### PASSAGE SHOWN

+ + + + +

This is exactly what happened in Roe v. Wade, when “an overweening and arrogant federal government mandated the deaths of millions of Americans, and that states did not believe themselves to be in a position to resist the decree” (Wilson, 68). This abomination could not have happened before the Constitution was so molested. And I agree with Wilson when he declares the following: “Who cannot lament the damage to both white and black that has occurred as a consequence of the way in which slavery was abolished? I am forced to say that, in many ways, the remedy which has been applied has resulted in problems that are every bit as bad as the original disease ever was” (60). To paraphrase his clincher: Christians who doubt this, just consider whether it was safer to be a black child in the womb in 1858 or in 2014.
Here’s what kept pounding through my head as I watched the winner of Best Picture at the 86th Academy Awards: I want abortion’s movie. Germany’s Holocaust has Schindler’s List and others. Southern slavery has 12 Years A Slave and others. Both events are synonymous with damnable iniquity, so barbaric that we can hardly believe they really happened. So here’s what I long for. I long for the day when we and our children and our children’s children watch a historical drama about the butchering of babies with the same horror, unable to imagine that such a thing ever happened in our land–because it’s over. As insane as Michael Fassbender sounds now when he insists he has the right to do as he pleases with his “property”–God willing, that is how insane the pro-choicing mother will one day sound when she insists she has the right to do what she wants with her body. It’s the same argument: “My property.” “My body.” To hell with both.

+ + + + +

### DATA EXCERPTS
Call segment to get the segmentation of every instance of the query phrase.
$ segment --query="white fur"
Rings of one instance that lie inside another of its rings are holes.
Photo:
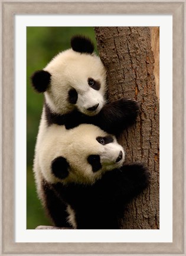
[[[44,70],[51,75],[51,84],[44,92],[46,101],[52,110],[65,114],[75,106],[87,115],[97,114],[105,104],[106,90],[106,69],[100,58],[93,54],[80,53],[71,49],[60,53],[54,57]],[[99,90],[90,87],[88,79],[99,81]],[[78,99],[75,105],[68,101],[68,92],[75,89]],[[99,104],[94,111],[87,108]]]
[[[103,145],[96,140],[98,136],[107,134],[93,124],[80,124],[73,129],[52,124],[47,128],[44,137],[40,139],[36,147],[34,171],[37,181],[43,176],[48,182],[67,184],[70,182],[92,184],[107,171],[120,167],[124,161],[125,153],[116,138],[114,141]],[[120,151],[123,159],[116,163]],[[96,172],[88,163],[90,155],[99,155],[102,165]],[[58,156],[65,158],[70,164],[69,175],[64,179],[56,177],[51,172],[51,162]]]

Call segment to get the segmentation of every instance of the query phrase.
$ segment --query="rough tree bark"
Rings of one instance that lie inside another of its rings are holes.
[[[109,101],[134,98],[140,105],[136,124],[118,138],[126,152],[126,162],[143,162],[151,174],[149,187],[128,206],[121,228],[159,229],[159,102],[151,49],[153,30],[115,27],[95,27],[94,31],[107,71]]]

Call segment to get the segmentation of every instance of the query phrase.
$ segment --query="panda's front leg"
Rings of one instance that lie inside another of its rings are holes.
[[[118,135],[135,123],[139,105],[133,100],[122,98],[105,105],[95,116],[94,124],[106,132]]]

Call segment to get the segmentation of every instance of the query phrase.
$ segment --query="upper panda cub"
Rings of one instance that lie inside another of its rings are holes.
[[[75,36],[71,46],[31,78],[36,91],[44,93],[44,127],[55,123],[70,129],[90,123],[116,135],[133,124],[138,111],[136,101],[123,98],[106,104],[106,71],[93,53],[92,42]]]
[[[38,192],[57,226],[118,229],[125,205],[148,183],[146,168],[123,165],[115,137],[92,124],[52,124],[37,150]]]

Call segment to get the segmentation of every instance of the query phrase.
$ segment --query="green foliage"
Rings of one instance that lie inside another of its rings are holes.
[[[44,68],[54,56],[69,48],[70,39],[76,34],[90,37],[96,46],[93,27],[28,27],[27,29],[27,229],[50,225],[37,198],[32,171],[44,98],[43,94],[34,92],[30,77],[35,71]]]

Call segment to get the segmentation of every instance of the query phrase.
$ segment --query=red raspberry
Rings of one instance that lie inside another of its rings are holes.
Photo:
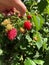
[[[9,30],[7,32],[7,36],[9,40],[14,40],[14,38],[17,36],[17,30],[13,28],[12,30]]]
[[[32,23],[30,21],[25,21],[24,28],[30,30],[32,28]]]
[[[27,18],[28,18],[28,19],[31,19],[32,17],[31,17],[31,15],[28,15]]]

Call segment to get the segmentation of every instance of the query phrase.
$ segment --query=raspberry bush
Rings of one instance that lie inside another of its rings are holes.
[[[49,50],[49,1],[24,0],[26,15],[0,13],[0,65],[44,65]],[[44,6],[42,6],[44,4]]]

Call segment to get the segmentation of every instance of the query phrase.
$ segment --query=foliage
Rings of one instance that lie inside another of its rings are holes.
[[[0,65],[43,65],[45,62],[49,50],[49,1],[23,2],[27,7],[26,16],[0,14]],[[24,28],[24,22],[28,20],[32,24],[30,30]],[[17,30],[17,36],[10,40],[7,32],[13,28]]]

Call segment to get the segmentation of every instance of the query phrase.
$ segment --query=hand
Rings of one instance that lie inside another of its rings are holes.
[[[20,12],[20,15],[24,15],[26,12],[25,5],[21,0],[0,0],[0,11],[10,10],[11,8],[16,8]]]

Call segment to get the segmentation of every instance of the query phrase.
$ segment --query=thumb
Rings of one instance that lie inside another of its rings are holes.
[[[15,0],[14,7],[20,12],[21,16],[25,14],[26,7],[20,0]]]

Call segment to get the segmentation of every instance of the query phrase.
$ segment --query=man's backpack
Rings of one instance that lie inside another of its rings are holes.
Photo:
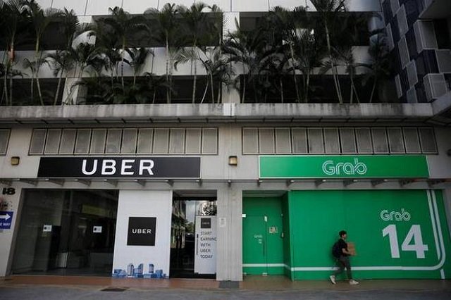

+ + + + +

### TASK OBJECTIVE
From the passage comparing abortion and slavery, set down verbatim the span that opens with "This is exactly" and closes after "or in 2014.".

### WRITTEN SOLUTION
This is exactly what happened in Roe v. Wade, when “an overweening and arrogant federal government mandated the deaths of millions of Americans, and that states did not believe themselves to be in a position to resist the decree” (Wilson, 68). This abomination could not have happened before the Constitution was so molested. And I agree with Wilson when he declares the following: “Who cannot lament the damage to both white and black that has occurred as a consequence of the way in which slavery was abolished? I am forced to say that, in many ways, the remedy which has been applied has resulted in problems that are every bit as bad as the original disease ever was” (60). To paraphrase his clincher: Christians who doubt this, just consider whether it was safer to be a black child in the womb in 1858 or in 2014.